[Source]:
━━━━━━━━

# Repainting commercial concrete (warehouse)



## Andrew Kiss (Nov 20, 2014)

Hello all,

My first post; please be gentle. 

I need to provide a quote for a concrete repaint in a warehouse (255 square metres). 

The original product is Berget Jet Dry (Australia), which is a specific product for floors. The question I have is prep on THIS paint.

I assume:
1. It won't need to be re-etched since it already has paint.
2. The floor was irregular on previous paint, so the finish will be the same. Even if I wanted to pull a screen over some of it, this might be problematic because of the previous paint (?) 
3. Scrape off flaking (which there are not many)
4. It is dirty, so a pressure clean should be the final prep.
5. Apply one coat (same colour). 


Does this sound right, or would I need to do some special prep? It seems to me like a "paint-on paint" type of a job.


----------



## Boco (May 18, 2013)

You may want to down stream some TSP or at least have some in a chem sprayer before final wash. It will loosen up any stickers, birdcrap, oil, gum etc... Do samples before ordering product. If your gonna wash make sure the drains work. Check floor temp and test with a moisture meter. Spray and backroll .

━━━━━━━━

[Stored items from a collection]

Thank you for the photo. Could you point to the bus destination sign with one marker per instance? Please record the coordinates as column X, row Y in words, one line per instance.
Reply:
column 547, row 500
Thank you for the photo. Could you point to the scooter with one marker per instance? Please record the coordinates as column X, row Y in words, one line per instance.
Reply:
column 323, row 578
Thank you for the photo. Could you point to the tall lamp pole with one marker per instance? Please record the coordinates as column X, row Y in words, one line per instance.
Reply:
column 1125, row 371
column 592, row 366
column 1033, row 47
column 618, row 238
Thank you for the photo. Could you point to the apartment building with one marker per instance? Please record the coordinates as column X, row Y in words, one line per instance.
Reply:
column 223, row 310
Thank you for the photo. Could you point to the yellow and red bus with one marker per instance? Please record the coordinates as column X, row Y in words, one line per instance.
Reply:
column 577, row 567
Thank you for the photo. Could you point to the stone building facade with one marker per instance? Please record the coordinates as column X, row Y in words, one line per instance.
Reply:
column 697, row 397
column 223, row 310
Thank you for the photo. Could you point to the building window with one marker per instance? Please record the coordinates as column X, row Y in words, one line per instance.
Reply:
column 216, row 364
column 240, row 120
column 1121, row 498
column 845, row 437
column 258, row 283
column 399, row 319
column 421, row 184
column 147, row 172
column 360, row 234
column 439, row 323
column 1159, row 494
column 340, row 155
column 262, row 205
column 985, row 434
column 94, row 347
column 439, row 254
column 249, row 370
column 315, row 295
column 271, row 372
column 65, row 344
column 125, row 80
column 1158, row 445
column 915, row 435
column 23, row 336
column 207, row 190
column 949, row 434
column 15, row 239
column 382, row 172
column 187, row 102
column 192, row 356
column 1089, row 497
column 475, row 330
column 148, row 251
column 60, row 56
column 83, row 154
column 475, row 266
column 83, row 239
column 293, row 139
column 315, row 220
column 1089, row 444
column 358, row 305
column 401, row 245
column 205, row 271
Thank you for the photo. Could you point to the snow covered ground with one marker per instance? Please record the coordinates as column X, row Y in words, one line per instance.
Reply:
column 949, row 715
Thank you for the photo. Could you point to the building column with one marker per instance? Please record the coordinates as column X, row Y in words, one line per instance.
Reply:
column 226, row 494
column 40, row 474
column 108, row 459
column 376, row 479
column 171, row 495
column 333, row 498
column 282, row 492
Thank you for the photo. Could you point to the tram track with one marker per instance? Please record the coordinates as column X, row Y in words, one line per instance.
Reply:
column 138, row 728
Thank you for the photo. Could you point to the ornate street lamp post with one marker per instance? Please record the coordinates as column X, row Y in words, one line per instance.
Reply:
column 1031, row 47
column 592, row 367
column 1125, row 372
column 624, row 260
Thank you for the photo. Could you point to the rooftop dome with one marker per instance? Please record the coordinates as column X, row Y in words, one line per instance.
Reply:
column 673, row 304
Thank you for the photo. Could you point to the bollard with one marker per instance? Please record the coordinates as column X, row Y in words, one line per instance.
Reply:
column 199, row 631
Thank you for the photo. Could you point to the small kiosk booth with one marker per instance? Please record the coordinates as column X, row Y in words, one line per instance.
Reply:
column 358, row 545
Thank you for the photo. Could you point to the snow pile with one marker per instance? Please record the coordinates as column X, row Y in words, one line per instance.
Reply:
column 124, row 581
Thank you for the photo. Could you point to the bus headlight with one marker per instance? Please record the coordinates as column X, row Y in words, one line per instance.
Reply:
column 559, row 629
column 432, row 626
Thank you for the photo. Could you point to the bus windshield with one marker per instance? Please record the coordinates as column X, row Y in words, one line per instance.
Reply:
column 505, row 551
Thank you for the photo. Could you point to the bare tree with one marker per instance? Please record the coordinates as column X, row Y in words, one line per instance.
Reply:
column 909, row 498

━━━━━━━━

[Directives]:
**a)** Summarize the warehouse floor repainting thread in two sentences.
**b)** Based on the warehouse floor repainting thread, answer yes or no to each statement and quote the words that decide it: (i) The warehouse floor to be repainted covers 255 square meters. (ii) The first post plans to apply two coats. (iii) The reply advises testing the floor with a moisture meter.
**c)** Extend the warehouse floor repainting thread with one more reply after the last one.

[Task-by-task results]:
**a)** Someone quoting a repaint of 255 square metres of painted warehouse concrete, originally coated with Berget Jet Dry, plans to skip re-etching, scrape off the few flakes, pressure clean and apply one coat of the same colour, and asks whether any special prep is needed. A reply suggests having TSP in a chem sprayer before the final wash, doing samples before ordering product, making sure the drains work, checking floor temperature and moisture, and spraying and backrolling.

**b)**
(i) Yes: "a concrete repaint in a warehouse (255 square metres)"
(ii) No: "Apply one coat (same colour)."
(iii) Yes: "test with a moisture meter"

**c)**
----------



## Jmayspaint (Mar 26, 2013)

Andrew Kiss said:


> Hello all,
> 
> My first post; please be gentle.
> 
> ...




I would not make that assumption without confirming it with the manufacturer. I'm not familiar with the Berget product, but many floor coatings/epoxies that we use in the states do require "special prep" before re coating. Often it's necessary to re profile the floor to ensure the top coat forms a proper bond. May not be the case in this instance, but it often is. 

Hopefully one of our members from down under will know more.


----------



## Different Strokes (Dec 8, 2010)

I agree with Jmay. Check with the manufacturer of the existing coating. Not a bad idea to get a reps name and number, and get in print the recommended procedure. But whaddo
I know, the only time I paint floors is when i'm too lazy to put down a drop.


----------



## Andrew Kiss (Nov 20, 2014)

Ops, that should be "Berger" not "Berget" Sorry.


----------



## momule (Feb 5, 2010)

This is a homeowner type of product. Unless its going to blasted or grinded your are limited to bandaid recoating. This is a failure waiting to happen.


----------



## Roamer (Jul 5, 2010)

What is the warehouse being used for? Will cars or trucks be driving over the floor?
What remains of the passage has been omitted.